_DESCRIPTION OF THE TASK_
Starting at the beginning of the material and ending at the line containing "box: [0, 529, 32, 557]", write those lines again with "clicks" swapped for "points" and nothing else changed. Leave the pictures out.

_INPUT MATERIAL_
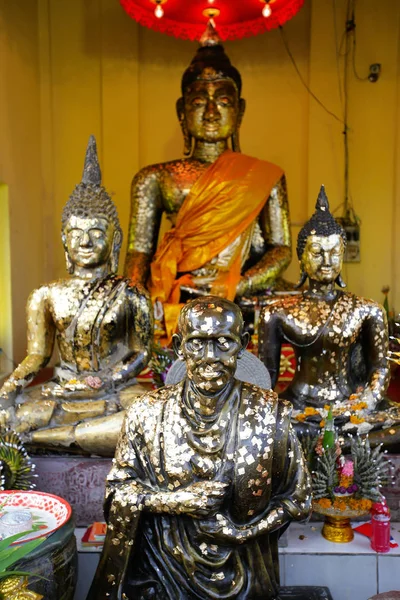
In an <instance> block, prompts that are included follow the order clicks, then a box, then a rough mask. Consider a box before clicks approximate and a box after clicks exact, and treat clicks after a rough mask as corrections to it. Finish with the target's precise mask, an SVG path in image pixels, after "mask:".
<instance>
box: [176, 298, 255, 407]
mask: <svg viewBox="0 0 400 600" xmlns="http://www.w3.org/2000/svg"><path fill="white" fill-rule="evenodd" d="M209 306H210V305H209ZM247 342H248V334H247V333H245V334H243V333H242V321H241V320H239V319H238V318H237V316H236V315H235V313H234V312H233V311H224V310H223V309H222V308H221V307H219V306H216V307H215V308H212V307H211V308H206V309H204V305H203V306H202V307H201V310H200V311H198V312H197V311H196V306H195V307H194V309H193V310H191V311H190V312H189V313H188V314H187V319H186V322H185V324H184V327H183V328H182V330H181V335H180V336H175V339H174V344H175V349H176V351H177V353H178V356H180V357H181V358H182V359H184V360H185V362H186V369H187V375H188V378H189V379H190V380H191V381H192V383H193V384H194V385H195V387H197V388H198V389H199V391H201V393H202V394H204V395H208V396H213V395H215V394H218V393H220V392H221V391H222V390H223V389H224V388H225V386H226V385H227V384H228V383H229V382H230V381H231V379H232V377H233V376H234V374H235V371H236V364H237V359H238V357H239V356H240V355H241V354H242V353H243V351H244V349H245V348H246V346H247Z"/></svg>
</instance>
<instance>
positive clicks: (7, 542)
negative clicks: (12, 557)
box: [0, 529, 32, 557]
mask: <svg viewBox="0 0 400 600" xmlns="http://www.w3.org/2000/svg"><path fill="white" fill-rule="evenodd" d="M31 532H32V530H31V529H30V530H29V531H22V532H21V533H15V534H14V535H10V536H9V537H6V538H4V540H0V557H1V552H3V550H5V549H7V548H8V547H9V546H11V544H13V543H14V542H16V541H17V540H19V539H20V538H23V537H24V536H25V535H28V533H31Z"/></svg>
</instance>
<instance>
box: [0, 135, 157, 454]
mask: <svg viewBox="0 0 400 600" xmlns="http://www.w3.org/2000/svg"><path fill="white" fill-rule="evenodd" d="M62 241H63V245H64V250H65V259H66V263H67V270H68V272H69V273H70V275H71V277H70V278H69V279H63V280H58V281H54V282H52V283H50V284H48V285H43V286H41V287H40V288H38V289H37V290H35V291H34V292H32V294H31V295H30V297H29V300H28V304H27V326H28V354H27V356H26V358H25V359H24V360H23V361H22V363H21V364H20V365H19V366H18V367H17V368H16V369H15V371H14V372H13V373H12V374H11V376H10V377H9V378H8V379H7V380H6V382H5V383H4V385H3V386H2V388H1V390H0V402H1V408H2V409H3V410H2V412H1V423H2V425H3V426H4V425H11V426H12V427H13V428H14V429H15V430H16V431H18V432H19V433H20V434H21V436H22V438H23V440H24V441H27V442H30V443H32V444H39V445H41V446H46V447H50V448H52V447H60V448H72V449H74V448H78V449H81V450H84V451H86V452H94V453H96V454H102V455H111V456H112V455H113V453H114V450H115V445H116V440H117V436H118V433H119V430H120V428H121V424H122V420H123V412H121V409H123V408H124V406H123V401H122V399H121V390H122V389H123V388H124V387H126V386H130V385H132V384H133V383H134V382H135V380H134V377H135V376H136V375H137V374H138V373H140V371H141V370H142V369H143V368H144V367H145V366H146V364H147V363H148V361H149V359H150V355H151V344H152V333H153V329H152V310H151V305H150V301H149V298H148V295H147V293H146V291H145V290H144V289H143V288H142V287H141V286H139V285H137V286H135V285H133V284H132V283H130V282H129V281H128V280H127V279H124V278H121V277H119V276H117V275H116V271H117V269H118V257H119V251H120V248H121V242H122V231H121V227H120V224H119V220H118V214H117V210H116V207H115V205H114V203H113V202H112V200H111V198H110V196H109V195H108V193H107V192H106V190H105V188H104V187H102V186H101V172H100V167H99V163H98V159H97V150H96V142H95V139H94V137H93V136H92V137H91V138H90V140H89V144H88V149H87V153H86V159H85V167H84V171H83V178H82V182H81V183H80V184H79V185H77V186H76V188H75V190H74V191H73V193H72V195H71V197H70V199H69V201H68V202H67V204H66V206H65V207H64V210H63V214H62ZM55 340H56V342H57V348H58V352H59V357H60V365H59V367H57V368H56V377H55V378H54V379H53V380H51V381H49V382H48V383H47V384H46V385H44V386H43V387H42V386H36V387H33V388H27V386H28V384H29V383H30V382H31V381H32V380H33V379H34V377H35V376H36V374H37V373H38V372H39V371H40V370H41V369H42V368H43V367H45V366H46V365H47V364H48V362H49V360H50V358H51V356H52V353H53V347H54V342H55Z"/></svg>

_EXERCISE SOLUTION_
In an <instance> block, prompts that are included follow the order points, then a box, then a rough mask. Consider a box before points approximate and a box after points exact, and treat points after a rough mask as corrections to it. Finish with the target's precise mask, an SVG path in image pixels, after "mask:".
<instance>
box: [176, 298, 255, 407]
mask: <svg viewBox="0 0 400 600" xmlns="http://www.w3.org/2000/svg"><path fill="white" fill-rule="evenodd" d="M209 306H210V305H209ZM247 342H248V334H247V333H245V334H243V333H242V321H241V320H239V319H238V318H237V316H236V315H235V313H234V312H233V311H224V310H223V309H222V308H221V307H219V306H216V307H215V308H212V307H211V308H206V309H204V305H203V306H202V307H201V310H200V311H198V312H197V311H196V306H195V307H194V309H193V310H191V311H190V312H189V313H188V314H187V319H186V322H185V324H184V327H183V328H182V330H181V335H180V336H175V339H174V344H175V349H176V351H177V353H178V356H180V357H181V358H182V359H184V360H185V362H186V369H187V375H188V378H189V379H190V380H191V381H192V383H193V384H194V385H195V387H197V388H198V389H199V391H201V393H202V394H204V395H208V396H213V395H215V394H218V393H220V392H221V391H222V390H223V389H224V388H225V386H226V385H227V384H228V383H229V382H230V381H231V379H232V377H233V376H234V374H235V371H236V364H237V359H238V357H239V356H240V355H241V354H242V353H243V351H244V349H245V348H246V346H247Z"/></svg>
</instance>
<instance>
positive points: (7, 542)
negative points: (12, 557)
box: [0, 529, 32, 557]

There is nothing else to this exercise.